**GOAL**
Give the listing below again in full, exactly as written.

**RECORDS FOR THIS EXERCISE**
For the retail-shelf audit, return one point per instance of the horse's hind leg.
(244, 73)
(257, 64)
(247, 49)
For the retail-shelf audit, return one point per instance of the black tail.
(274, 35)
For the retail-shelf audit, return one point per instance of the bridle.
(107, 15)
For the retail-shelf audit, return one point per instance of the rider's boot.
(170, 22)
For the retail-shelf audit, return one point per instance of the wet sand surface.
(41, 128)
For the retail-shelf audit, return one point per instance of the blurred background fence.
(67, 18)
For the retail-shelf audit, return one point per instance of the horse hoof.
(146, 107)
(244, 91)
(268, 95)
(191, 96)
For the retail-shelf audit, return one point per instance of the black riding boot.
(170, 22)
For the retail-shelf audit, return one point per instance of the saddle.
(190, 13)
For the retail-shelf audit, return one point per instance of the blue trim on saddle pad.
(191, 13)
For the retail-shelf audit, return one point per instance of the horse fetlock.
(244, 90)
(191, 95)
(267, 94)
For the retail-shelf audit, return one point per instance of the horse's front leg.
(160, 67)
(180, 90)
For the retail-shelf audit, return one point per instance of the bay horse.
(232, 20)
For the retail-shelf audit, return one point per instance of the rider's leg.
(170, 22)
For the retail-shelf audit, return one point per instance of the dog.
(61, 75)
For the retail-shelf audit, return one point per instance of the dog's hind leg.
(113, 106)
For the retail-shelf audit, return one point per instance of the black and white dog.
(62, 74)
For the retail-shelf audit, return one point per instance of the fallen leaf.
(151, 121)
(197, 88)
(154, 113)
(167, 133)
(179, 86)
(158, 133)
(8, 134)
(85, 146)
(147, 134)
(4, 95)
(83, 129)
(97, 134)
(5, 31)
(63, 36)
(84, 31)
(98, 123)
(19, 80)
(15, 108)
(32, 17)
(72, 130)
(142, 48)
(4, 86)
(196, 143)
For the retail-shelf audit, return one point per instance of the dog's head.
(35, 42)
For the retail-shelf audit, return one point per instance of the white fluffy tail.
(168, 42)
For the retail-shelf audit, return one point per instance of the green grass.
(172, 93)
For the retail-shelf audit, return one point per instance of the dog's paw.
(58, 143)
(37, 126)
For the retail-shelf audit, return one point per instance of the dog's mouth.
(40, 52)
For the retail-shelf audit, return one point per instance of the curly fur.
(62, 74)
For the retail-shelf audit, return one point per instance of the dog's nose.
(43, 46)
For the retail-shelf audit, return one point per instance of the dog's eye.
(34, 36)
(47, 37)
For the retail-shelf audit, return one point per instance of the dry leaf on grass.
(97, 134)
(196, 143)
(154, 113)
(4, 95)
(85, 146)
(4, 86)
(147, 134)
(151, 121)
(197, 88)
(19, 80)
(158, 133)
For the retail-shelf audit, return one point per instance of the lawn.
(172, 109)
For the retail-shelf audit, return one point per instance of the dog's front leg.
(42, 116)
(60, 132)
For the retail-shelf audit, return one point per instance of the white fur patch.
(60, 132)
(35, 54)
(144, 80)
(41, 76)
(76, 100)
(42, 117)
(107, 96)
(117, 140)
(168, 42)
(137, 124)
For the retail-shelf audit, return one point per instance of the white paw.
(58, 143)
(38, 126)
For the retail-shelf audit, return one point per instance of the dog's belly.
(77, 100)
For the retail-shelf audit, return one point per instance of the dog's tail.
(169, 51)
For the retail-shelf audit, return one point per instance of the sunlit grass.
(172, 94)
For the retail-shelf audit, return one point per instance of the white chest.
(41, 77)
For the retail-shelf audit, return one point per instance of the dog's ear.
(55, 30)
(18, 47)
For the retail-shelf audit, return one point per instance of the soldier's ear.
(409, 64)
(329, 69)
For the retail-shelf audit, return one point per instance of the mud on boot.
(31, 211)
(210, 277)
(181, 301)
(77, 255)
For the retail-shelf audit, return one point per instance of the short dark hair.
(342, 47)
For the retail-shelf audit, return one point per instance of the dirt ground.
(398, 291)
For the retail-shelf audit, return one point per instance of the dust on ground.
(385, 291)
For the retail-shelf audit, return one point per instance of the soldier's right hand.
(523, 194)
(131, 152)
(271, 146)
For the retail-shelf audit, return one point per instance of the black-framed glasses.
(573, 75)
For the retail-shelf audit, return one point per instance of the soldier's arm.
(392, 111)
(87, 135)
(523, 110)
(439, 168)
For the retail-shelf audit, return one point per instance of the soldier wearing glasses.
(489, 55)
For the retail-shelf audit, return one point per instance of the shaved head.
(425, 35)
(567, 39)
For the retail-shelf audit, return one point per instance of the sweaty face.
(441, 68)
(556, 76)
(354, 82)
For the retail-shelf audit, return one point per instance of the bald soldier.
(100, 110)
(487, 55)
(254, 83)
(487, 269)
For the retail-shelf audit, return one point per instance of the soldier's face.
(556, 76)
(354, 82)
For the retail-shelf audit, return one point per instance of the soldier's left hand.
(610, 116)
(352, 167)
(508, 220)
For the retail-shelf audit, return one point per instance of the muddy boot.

**TASK OUTPUT**
For the retail-shelf audit, return one point per instance of the horse's hind leg.
(244, 73)
(257, 64)
(247, 49)
For the retail-shelf audit, return one point per instance of the black tail.
(274, 35)
For the retail-shelf audit, return one point per instance of the bridle.
(107, 15)
For the retail-shelf audit, return one point per instance of the rider's boot.
(170, 22)
For the retail-shelf audit, return one point per instance of the wet sand surface.
(41, 128)
For the retail-shelf audit, return one point per instance of the blurred background fence.
(67, 18)
For the retail-shelf audit, return one point per instance of the horse hoof.
(146, 107)
(244, 91)
(268, 95)
(191, 96)
For the retail-shelf audit, return one point per instance of the black riding boot.
(170, 22)
For the retail-shelf audit, return one point per instance of the saddle.
(190, 13)
For the retail-shelf audit, return one point per instance of the blue trim on saddle pad.
(191, 13)
For the retail-shelf audit, return one point per instance of the horse fetlock.
(244, 90)
(191, 95)
(267, 94)
For the retail-shelf audit, return one point per instance of the horse's front leg.
(160, 67)
(180, 90)
For the retail-shelf audit, return one point per instance of the bay horse.
(232, 20)
For the retail-shelf audit, return one point per instance of the rider's leg.
(170, 22)
For the retail-shelf audit, return one point per instance of the dog.
(61, 75)
For the retail-shelf audit, return one point per instance of the dog's hind leg.
(113, 106)
For the retail-shelf audit, return one point per instance of the black and white dog.
(62, 74)
For the retail-shelf audit, return one point per instance of the fallen leaf.
(151, 121)
(197, 88)
(154, 113)
(167, 133)
(179, 86)
(158, 133)
(8, 134)
(85, 146)
(147, 134)
(4, 95)
(83, 129)
(97, 134)
(5, 31)
(63, 36)
(84, 31)
(98, 123)
(19, 80)
(15, 108)
(32, 17)
(72, 130)
(142, 48)
(4, 86)
(196, 143)
For the retail-shelf audit, return one point per instance of the dog's head.
(35, 42)
For the retail-shelf audit, return one point per instance of the white fluffy tail.
(168, 42)
For the retail-shelf audit, return one point per instance of the green grass.
(172, 93)
For the retail-shelf audit, return one point per instance of the dog's paw.
(58, 143)
(37, 126)
For the retail-shelf audit, return one point per instance of the dog's mouth.
(40, 52)
For the retail-shelf audit, return one point per instance of the curly fur.
(62, 74)
For the retail-shelf audit, return one point per instance of the dog's nose.
(43, 46)
For the retail-shelf audit, return one point per instance of the dog's eye.
(34, 36)
(47, 37)
For the retail-shelf audit, return one point per instance of the dry leaf on grass.
(97, 134)
(196, 143)
(154, 113)
(4, 95)
(85, 146)
(4, 86)
(147, 134)
(151, 121)
(197, 88)
(19, 80)
(158, 133)
For the retail-shelf audit, return one point per instance of the lawn.
(172, 109)
For the retail-shelf audit, return one point per instance of the dog's front leg.
(42, 116)
(60, 132)
For the retail-shelf audit, return one point per instance of the white fur patch.
(60, 132)
(35, 54)
(144, 80)
(41, 76)
(76, 100)
(42, 117)
(107, 96)
(117, 140)
(168, 42)
(137, 124)
For the retail-shelf audit, return one point per instance of the white paw.
(58, 143)
(38, 126)
For the retail-shelf audit, return one point per instance of the dog's belly.
(77, 100)
For the retail-shelf audit, return one point per instance of the dog's tail.
(169, 51)
For the retail-shelf audit, return one point per instance of the sunlit grass.
(172, 94)
For the retail-shelf audit, return one point per instance of the white chest.
(41, 77)
For the retail-shelf audit, return one point per instance of the dog's ear.
(55, 30)
(18, 47)
For the retail-shelf audit, return one point per instance of the soldier's ear.
(409, 64)
(329, 69)
For the retail-shelf audit, return one point per instance of the mud on boot.
(31, 211)
(210, 277)
(181, 301)
(77, 255)
For the retail-shelf audit, return one point per instance of the short dark hair.
(342, 47)
For the retail-shelf audit, return one point per instance of the dirt ground.
(398, 291)
For the retail-shelf audit, return one point per instance of the dust on ground.
(385, 291)
For the retail-shelf audit, return one point per instance of the soldier's right hand.
(523, 194)
(131, 152)
(271, 146)
For the retail-shelf audit, return one point per instance of the black-framed glasses.
(573, 75)
For the retail-shelf audit, return one point per instance of the soldier's arm.
(392, 111)
(87, 135)
(523, 110)
(439, 168)
For the retail-shelf audit, return one point per instance of the soldier wearing glasses.
(489, 55)
For the retail-shelf audit, return one point per instance of the shaved head.
(425, 35)
(567, 39)
For the retail-shelf audit, return one point per instance of the sweaty face.
(441, 68)
(556, 76)
(354, 82)
For the retail-shelf audit, return one point per instance of the bald soldier.
(100, 110)
(487, 55)
(254, 83)
(487, 269)
For the retail-shelf audit, return one point per instance of the soldier's face.
(556, 76)
(354, 82)
For the retail-shelf audit, return one point per instance of the soldier's left hand.
(610, 116)
(352, 167)
(508, 220)
For the retail-shelf audit, return one point per instance of the muddy boot.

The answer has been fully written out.